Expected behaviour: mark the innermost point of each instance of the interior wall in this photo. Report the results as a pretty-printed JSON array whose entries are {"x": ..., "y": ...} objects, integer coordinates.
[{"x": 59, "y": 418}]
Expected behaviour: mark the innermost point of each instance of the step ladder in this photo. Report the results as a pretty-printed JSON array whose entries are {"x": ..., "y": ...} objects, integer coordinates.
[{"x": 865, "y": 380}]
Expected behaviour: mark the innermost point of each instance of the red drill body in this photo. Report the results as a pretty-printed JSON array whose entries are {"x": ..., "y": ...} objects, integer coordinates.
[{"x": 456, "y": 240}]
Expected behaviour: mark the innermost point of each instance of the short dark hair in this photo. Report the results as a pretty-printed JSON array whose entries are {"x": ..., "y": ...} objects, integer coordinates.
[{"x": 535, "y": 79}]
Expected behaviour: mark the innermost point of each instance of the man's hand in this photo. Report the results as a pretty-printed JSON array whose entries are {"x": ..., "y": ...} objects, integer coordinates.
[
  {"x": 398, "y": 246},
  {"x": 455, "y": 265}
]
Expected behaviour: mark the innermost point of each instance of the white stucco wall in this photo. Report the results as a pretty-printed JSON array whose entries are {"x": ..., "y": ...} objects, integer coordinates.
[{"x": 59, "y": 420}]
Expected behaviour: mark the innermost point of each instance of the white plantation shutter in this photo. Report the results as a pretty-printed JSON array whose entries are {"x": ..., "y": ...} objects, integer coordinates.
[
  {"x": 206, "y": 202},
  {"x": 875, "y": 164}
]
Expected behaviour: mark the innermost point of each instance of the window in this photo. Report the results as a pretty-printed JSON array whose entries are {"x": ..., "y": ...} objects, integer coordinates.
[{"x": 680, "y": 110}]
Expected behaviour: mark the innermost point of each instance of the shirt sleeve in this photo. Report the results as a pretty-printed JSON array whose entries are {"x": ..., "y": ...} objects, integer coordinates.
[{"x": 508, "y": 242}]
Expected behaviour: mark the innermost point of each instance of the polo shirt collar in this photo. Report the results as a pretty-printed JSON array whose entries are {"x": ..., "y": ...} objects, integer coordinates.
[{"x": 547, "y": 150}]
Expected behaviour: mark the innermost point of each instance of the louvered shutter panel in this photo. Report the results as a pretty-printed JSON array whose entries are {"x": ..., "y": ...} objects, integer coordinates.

··········

#### What is expected:
Every entry must be quoted exactly as it appears above.

#### Finished exercise:
Expected behaviour: mark the innermost point of each instance of the interior wall in this photo. Report the results as a pretty-printed JSON array whose entries are {"x": ..., "y": ...} objects, integer coordinates.
[{"x": 59, "y": 418}]
Expected behaviour: mark the innermost point of each instance of the step ladder in this photo. Report the results as a pretty-printed JSON array whose entries are {"x": ..., "y": ...} objects, integer coordinates.
[{"x": 865, "y": 380}]
Expected behaviour: mark the innermost point of each instance of the red drill body in this photo. Report the results as a pretty-printed JSON array whose entries are {"x": ..., "y": ...} objects, integer coordinates.
[{"x": 456, "y": 240}]
Expected behaviour: mark the innermost point of each instance of the short dark hair in this photo. Report the results as a pretty-printed JSON array whose entries are {"x": ..., "y": ...} objects, integer coordinates.
[{"x": 535, "y": 79}]
Expected behaviour: mark the innermost point of each instance of the man's hand in this photo. Report the results as a pretty-printed JSON array whose entries are {"x": ..., "y": ...} objects, integer coordinates.
[
  {"x": 398, "y": 246},
  {"x": 455, "y": 265}
]
Expected behaviour: mark the innermost point of each instance of the white stucco wall in this photo. Report the results as a pretty-printed JSON array whose entries are {"x": ..., "y": ...} objects, integer coordinates.
[{"x": 59, "y": 420}]
Expected behaviour: mark the innermost point of each instance of the white plantation shutter in this photo. Report the results as a pretty-printed JSON array whose entries are {"x": ..., "y": ...} objects, integer coordinates.
[
  {"x": 206, "y": 202},
  {"x": 875, "y": 164}
]
Expected behaviour: mark the innermost point of each instance of the window in this photo. Report the results as a pretty-printed JSON array whose entries are {"x": ..., "y": ...} objects, integer coordinates.
[{"x": 680, "y": 110}]
Expected behaviour: mark the innermost point of each instance of the shirt sleeve in this photo. Report the results as a pretty-printed JSON array whose entries are {"x": ..., "y": ...} objects, integer coordinates.
[{"x": 508, "y": 242}]
Expected behaviour: mark the innermost point of each instance of the polo shirt collar in this photo. Report the results as a pretty-printed JSON array whose entries are {"x": ..., "y": ...} objects, integer coordinates.
[{"x": 547, "y": 150}]
Expected behaviour: mark the innermost point of each instance of the louvered shutter panel in this photo. Report the results as a pretty-printed JSON array whose entries are {"x": ..., "y": ...} objects, integer coordinates.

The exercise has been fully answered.